[Start of section]
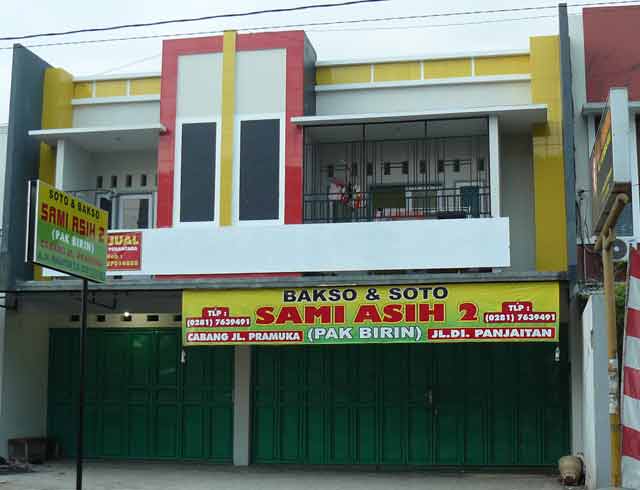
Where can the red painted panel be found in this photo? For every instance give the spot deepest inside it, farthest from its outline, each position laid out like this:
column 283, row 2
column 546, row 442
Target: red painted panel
column 171, row 49
column 293, row 42
column 612, row 53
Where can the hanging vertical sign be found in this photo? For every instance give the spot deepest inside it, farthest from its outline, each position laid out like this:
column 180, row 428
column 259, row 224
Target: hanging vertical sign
column 66, row 234
column 609, row 160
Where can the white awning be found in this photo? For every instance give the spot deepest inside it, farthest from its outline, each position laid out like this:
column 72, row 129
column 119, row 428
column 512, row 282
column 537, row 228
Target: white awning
column 105, row 138
column 512, row 117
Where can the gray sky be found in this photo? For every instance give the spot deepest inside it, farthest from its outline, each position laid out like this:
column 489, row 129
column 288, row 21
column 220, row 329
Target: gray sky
column 397, row 38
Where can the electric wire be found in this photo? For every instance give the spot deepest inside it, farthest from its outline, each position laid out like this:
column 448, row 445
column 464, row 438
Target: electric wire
column 274, row 27
column 190, row 19
column 339, row 22
column 286, row 26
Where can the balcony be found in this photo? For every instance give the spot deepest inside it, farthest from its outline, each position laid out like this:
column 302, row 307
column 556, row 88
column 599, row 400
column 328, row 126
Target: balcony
column 113, row 168
column 397, row 171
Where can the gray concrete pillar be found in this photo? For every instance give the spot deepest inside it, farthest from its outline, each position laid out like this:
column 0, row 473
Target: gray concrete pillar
column 242, row 406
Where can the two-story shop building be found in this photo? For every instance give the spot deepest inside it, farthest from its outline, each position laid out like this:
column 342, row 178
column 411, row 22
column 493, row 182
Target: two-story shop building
column 412, row 209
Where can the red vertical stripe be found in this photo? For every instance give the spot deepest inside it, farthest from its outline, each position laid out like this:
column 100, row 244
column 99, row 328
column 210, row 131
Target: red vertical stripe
column 171, row 50
column 634, row 262
column 293, row 42
column 630, row 442
column 633, row 323
column 632, row 382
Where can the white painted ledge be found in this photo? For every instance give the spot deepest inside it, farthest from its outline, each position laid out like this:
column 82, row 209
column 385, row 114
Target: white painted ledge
column 384, row 245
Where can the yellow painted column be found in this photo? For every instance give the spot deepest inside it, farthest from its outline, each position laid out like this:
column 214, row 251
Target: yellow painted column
column 228, row 121
column 548, row 161
column 57, row 92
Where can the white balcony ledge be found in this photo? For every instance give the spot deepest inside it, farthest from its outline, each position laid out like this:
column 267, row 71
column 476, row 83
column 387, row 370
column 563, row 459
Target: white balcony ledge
column 511, row 117
column 104, row 138
column 383, row 245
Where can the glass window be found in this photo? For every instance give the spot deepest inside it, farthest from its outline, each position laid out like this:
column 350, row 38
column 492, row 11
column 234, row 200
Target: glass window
column 197, row 172
column 135, row 212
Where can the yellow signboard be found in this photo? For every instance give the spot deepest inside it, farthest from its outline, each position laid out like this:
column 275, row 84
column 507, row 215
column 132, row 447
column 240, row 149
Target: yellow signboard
column 69, row 235
column 490, row 312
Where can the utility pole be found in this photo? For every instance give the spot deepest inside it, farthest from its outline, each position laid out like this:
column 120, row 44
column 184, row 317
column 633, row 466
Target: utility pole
column 604, row 242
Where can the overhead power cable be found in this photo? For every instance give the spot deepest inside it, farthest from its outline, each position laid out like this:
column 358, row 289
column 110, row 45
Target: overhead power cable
column 189, row 19
column 339, row 22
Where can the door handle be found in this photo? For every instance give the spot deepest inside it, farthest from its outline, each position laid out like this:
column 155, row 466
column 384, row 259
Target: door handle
column 429, row 396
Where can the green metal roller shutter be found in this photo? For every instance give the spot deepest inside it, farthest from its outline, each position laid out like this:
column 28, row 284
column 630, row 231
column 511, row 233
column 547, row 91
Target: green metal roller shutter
column 500, row 405
column 142, row 402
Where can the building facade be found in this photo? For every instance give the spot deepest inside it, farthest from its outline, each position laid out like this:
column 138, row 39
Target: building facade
column 603, row 57
column 247, row 171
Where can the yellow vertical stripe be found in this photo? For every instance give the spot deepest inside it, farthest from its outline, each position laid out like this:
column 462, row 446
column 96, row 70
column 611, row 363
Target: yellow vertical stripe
column 502, row 65
column 57, row 92
column 228, row 117
column 548, row 161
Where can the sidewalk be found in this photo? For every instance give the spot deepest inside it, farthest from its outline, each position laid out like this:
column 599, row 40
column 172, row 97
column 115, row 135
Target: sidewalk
column 195, row 476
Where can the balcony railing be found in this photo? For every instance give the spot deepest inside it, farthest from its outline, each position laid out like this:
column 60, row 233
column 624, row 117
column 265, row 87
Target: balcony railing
column 398, row 202
column 128, row 210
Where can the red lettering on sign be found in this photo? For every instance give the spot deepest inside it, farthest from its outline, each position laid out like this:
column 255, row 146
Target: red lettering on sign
column 393, row 313
column 367, row 313
column 426, row 312
column 288, row 314
column 313, row 312
column 264, row 315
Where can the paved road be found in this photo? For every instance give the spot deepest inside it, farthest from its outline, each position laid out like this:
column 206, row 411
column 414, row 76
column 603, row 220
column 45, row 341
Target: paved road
column 191, row 476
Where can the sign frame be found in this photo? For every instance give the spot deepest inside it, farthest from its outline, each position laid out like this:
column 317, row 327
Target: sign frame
column 401, row 313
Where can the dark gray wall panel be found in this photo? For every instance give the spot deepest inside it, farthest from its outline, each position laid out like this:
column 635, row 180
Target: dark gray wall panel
column 309, row 78
column 197, row 172
column 23, row 161
column 259, row 169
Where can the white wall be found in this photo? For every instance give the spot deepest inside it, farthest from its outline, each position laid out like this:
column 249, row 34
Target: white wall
column 378, row 245
column 77, row 169
column 517, row 198
column 260, row 82
column 424, row 98
column 123, row 163
column 116, row 114
column 25, row 358
column 596, row 434
column 73, row 169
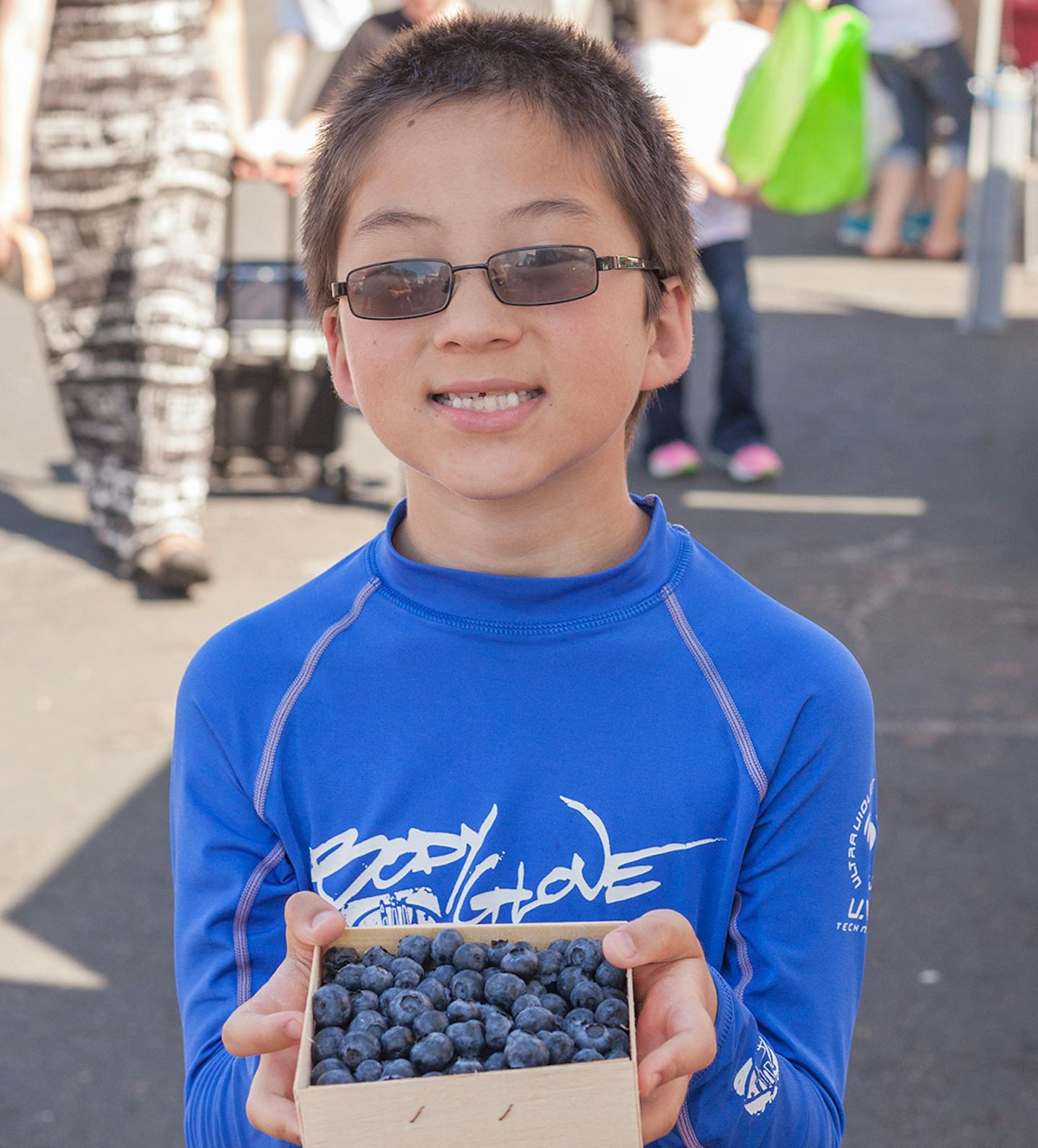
[End of section]
Instructions for the task:
In the entries above, the lines between the one holding "column 132, row 447" and the one holding "column 110, row 45", inclusive, are to be printed exactly as written, and those alone.

Answer to this exercise:
column 132, row 447
column 240, row 149
Target: yellow signboard
column 69, row 235
column 490, row 312
Where can the utility pole be found in this photo? For every instance give the spot deepest inside it, farthest from its outline, each position laid out like this:
column 120, row 44
column 184, row 317
column 633, row 466
Target: utility pole
column 604, row 242
Where can the overhead power cable be found in this photo? For every instance give the spot deepest inside it, farthest from its outline, each position laid out like this:
column 358, row 289
column 110, row 45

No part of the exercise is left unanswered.